* Dataset excerpt
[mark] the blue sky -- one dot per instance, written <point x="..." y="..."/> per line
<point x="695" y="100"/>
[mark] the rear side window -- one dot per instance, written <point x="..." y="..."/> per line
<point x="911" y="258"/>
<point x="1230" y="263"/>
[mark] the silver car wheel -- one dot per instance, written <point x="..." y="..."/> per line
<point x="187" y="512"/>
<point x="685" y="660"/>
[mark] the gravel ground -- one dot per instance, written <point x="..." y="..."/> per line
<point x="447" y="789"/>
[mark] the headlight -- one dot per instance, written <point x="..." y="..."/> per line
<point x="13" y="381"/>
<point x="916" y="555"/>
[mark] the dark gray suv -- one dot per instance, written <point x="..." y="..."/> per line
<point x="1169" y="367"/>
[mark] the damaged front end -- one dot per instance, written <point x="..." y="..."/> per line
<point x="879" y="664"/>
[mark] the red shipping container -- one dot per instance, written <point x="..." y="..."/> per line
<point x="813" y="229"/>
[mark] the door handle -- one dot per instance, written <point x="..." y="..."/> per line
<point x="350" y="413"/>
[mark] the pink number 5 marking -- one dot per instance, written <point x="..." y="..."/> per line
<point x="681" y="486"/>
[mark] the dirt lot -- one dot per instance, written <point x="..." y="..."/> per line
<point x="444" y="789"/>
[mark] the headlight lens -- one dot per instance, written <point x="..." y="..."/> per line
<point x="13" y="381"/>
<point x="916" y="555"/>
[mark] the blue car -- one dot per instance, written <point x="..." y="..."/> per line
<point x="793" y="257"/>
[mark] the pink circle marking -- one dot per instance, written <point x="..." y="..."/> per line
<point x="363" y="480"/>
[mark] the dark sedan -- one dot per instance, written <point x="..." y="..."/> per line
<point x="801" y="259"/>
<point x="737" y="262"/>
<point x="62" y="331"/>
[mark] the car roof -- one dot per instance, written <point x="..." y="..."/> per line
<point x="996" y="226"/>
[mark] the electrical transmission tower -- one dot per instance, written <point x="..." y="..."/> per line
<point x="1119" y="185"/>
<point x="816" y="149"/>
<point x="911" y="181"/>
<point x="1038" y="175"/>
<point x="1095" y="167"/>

* TO BE DONE
Reproduce every item in the Dataset excerpt above, swapping "one dot per instance" for "a single dot for each instance" wherever it occurs and leaving all else unchanged.

* REPLY
[mark] the blue sky -- a single dot for each instance, written <point x="..." y="..."/> per line
<point x="695" y="100"/>
[mark] the rear side window -- a single dot for each instance, written <point x="..." y="..."/> per line
<point x="911" y="258"/>
<point x="1230" y="263"/>
[mark] the silver car wheel -- a single dot for each instance, written <point x="..." y="..."/> per line
<point x="187" y="512"/>
<point x="685" y="660"/>
[mark] the gravel ground -- a single dot for each instance, written <point x="..." y="..."/> per line
<point x="447" y="789"/>
[mark] the headlight -- a single dot for each instance, written <point x="..." y="..."/> per line
<point x="13" y="381"/>
<point x="916" y="555"/>
[mark] the dark gray suv -- a single dot for each instance, written <point x="..." y="..."/> per line
<point x="1169" y="367"/>
[mark] the damaged front end -- a single dot for each instance, written <point x="..." y="..."/> per line
<point x="879" y="664"/>
[mark] the red shipping container -- a single dot for each instance, written <point x="..." y="..."/> per line
<point x="813" y="229"/>
[mark] the door handle -- a single dot for each instance, written <point x="..." y="..."/> per line
<point x="350" y="413"/>
[mark] the pink number 5 marking -- a single dot for each instance, written <point x="..." y="..."/> per line
<point x="681" y="486"/>
[mark] the dirt lot -- a single dot for each instance, written <point x="..." y="..."/> per line
<point x="444" y="789"/>
[mark] the headlight lens -- a single dot for each instance, written <point x="..." y="..."/> per line
<point x="13" y="381"/>
<point x="916" y="555"/>
[mark] the blue car -- a single dot for each instance, written <point x="..." y="..."/> per line
<point x="793" y="257"/>
[mark] the pink circle marking -- a single dot for each instance, written <point x="..." y="..."/> per line
<point x="363" y="480"/>
[mark] the dark sedan -- a single dot for each instance, written <point x="..." y="..."/> per line
<point x="801" y="259"/>
<point x="737" y="262"/>
<point x="62" y="331"/>
[mark] the car roof -- a single dot for each instance, written <point x="..." y="..."/> per line
<point x="996" y="226"/>
[mark] the electrical transmission tower -- a single dot for each instance, written <point x="..." y="..."/> per line
<point x="1119" y="185"/>
<point x="816" y="149"/>
<point x="911" y="181"/>
<point x="1038" y="175"/>
<point x="1095" y="167"/>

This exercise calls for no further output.